» Exercise material
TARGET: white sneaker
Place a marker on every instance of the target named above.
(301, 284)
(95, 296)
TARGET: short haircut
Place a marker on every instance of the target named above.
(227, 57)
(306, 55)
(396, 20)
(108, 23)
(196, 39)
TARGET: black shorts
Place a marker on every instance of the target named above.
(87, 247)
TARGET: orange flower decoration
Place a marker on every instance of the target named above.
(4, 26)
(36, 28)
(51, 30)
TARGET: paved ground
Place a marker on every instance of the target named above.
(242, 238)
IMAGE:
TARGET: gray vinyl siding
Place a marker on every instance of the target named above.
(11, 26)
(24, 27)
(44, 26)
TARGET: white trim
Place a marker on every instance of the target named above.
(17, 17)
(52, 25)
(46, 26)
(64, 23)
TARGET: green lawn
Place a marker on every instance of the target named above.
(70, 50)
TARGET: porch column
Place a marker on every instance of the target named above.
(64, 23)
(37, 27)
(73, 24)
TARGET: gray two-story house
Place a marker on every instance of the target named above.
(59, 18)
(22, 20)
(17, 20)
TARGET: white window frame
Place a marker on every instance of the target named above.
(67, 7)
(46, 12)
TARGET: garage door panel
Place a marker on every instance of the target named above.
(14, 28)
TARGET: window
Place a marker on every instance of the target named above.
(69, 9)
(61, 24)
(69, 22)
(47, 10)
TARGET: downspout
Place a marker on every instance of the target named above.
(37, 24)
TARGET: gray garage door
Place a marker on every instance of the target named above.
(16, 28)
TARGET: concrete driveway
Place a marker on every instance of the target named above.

» Action item
Tally every line in the listing above that contains "gray", then state only the total.

» Answer section
3